* _Try it_
In the records below, the line containing "Phrase: red jacket" is the first to keep. Retype it and all later lines exactly, through the end.
· · · ·
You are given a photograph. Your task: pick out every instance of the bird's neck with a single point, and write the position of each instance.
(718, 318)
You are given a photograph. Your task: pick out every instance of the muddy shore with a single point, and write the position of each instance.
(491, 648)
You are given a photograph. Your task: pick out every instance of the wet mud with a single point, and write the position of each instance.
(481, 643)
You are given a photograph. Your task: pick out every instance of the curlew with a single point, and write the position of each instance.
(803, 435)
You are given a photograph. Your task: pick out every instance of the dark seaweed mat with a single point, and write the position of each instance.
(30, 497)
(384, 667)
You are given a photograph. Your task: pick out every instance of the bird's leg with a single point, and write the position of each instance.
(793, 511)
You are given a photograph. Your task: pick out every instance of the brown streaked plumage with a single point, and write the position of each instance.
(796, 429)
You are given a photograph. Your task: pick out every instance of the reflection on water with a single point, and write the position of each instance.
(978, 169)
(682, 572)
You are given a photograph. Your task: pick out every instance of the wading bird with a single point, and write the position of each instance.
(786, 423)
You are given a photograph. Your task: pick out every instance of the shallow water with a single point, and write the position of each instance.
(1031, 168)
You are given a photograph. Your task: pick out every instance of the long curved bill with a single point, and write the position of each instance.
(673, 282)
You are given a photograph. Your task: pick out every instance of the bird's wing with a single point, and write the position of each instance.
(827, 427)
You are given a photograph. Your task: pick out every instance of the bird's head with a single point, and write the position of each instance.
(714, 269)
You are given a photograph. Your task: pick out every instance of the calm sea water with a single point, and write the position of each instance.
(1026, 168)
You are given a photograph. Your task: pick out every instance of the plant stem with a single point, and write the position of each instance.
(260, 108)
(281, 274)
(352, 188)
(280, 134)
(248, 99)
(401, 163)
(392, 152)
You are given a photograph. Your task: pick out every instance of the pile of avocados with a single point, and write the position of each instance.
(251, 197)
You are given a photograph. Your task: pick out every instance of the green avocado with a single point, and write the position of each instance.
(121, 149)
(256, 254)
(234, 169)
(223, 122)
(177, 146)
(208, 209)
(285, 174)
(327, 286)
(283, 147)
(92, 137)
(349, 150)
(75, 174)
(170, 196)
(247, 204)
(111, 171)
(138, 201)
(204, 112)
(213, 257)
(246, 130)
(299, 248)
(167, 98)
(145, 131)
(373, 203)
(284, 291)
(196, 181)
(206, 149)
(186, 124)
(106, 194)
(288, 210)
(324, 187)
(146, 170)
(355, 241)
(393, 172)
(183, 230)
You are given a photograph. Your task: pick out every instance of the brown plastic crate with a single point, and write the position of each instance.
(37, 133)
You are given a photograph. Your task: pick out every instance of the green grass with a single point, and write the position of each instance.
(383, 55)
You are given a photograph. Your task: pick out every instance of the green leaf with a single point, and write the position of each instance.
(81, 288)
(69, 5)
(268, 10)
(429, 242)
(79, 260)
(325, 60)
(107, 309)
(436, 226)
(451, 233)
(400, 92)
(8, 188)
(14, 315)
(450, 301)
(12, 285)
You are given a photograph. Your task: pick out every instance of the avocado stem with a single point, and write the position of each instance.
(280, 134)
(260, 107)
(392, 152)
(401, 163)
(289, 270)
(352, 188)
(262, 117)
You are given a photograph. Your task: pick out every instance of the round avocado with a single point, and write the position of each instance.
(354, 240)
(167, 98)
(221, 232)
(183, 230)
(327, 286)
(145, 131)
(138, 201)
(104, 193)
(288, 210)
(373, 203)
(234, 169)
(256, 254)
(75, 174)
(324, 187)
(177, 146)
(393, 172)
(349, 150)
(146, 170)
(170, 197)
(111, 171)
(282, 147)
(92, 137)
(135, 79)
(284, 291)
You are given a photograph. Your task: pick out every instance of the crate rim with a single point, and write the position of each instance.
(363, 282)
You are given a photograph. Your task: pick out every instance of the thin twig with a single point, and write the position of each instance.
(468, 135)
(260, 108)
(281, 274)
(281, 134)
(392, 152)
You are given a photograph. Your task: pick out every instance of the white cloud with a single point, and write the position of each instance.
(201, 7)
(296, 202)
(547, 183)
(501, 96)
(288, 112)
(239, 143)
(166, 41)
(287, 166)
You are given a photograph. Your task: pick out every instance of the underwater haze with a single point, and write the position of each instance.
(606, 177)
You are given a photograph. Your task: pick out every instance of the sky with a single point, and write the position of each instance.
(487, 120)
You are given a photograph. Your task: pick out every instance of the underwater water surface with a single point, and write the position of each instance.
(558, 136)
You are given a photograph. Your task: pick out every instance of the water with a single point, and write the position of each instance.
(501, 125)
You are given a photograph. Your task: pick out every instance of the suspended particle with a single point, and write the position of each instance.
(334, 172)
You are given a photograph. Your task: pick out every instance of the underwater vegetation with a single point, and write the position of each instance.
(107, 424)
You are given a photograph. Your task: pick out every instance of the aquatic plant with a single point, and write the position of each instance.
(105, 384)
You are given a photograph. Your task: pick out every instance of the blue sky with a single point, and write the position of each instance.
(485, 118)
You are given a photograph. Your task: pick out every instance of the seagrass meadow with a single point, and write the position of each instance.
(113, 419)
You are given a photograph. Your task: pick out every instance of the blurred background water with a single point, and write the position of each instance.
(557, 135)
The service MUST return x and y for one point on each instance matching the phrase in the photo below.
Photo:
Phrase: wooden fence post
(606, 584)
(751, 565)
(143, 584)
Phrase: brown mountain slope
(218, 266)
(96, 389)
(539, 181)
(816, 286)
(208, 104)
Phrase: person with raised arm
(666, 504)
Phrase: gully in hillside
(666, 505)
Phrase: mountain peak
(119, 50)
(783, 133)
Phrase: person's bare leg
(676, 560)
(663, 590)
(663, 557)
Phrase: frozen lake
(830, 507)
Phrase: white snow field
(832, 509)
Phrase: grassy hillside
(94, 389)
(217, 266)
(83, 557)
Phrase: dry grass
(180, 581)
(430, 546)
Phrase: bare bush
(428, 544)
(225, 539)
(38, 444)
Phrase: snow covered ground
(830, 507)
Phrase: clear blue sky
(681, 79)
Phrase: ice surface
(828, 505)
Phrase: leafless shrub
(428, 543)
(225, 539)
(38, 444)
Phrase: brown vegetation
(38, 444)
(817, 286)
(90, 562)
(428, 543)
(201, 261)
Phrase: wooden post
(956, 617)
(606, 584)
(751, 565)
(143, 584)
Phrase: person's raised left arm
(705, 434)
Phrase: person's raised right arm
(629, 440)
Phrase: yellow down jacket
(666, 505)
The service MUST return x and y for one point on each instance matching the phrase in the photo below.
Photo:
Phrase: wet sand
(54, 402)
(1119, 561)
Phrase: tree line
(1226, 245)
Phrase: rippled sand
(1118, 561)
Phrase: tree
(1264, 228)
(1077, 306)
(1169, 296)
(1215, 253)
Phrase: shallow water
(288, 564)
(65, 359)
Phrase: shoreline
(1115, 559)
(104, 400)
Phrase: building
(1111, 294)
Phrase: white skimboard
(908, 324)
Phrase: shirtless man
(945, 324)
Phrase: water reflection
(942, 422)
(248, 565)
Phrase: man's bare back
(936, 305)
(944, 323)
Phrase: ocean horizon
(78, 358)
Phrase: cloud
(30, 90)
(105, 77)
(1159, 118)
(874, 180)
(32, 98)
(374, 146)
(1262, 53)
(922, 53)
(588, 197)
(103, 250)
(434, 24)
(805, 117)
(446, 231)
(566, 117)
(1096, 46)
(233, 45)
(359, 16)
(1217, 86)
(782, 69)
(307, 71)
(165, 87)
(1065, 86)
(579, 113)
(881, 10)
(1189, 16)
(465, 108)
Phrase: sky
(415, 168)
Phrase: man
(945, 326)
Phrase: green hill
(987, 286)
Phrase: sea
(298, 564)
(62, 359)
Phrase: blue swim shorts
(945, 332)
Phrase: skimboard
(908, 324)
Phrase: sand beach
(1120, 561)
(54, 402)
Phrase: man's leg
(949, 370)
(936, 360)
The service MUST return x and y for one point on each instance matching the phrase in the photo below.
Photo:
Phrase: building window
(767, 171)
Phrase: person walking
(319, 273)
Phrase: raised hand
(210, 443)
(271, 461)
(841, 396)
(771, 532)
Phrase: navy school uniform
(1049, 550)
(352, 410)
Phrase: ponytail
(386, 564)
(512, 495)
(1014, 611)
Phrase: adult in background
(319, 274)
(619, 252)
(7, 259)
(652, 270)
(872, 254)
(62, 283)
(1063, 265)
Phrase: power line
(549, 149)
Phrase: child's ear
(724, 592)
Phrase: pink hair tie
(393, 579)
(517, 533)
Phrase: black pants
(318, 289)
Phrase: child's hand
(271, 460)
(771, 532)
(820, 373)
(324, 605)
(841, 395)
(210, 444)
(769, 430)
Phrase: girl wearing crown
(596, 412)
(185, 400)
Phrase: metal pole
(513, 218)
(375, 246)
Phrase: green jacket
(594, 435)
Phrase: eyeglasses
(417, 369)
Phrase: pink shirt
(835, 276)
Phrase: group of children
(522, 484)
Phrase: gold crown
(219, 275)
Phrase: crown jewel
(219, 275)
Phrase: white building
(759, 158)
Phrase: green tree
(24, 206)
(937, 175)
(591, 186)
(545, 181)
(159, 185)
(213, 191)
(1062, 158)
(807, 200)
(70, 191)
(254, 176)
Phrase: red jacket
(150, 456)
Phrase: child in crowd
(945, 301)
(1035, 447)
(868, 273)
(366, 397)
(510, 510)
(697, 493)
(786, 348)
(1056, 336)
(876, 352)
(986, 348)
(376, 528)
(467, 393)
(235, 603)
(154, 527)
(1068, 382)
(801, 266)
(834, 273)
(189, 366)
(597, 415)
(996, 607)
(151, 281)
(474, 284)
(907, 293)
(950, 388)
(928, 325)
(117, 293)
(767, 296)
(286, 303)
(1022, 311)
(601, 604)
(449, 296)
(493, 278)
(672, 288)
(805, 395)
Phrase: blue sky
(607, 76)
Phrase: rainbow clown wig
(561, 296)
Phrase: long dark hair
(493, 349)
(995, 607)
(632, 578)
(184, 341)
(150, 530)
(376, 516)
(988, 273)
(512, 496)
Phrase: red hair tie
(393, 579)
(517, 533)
· · · ·
* _Problem solution_
Phrase: red jacket
(150, 456)
Phrase: child in crowd
(945, 301)
(1035, 447)
(868, 273)
(366, 397)
(510, 510)
(697, 493)
(786, 348)
(1056, 336)
(876, 352)
(986, 348)
(376, 528)
(467, 393)
(235, 603)
(154, 527)
(1068, 382)
(801, 266)
(834, 273)
(189, 366)
(597, 415)
(996, 607)
(151, 281)
(474, 284)
(907, 293)
(950, 388)
(928, 325)
(117, 293)
(767, 296)
(286, 303)
(1022, 311)
(601, 604)
(449, 296)
(493, 278)
(672, 288)
(805, 395)
Phrase: blue sky
(607, 76)
Phrase: rainbow clown wig
(561, 296)
Phrase: long dark hair
(493, 349)
(995, 607)
(632, 578)
(184, 341)
(150, 530)
(376, 516)
(988, 273)
(512, 496)
Phrase: red hair tie
(393, 579)
(517, 533)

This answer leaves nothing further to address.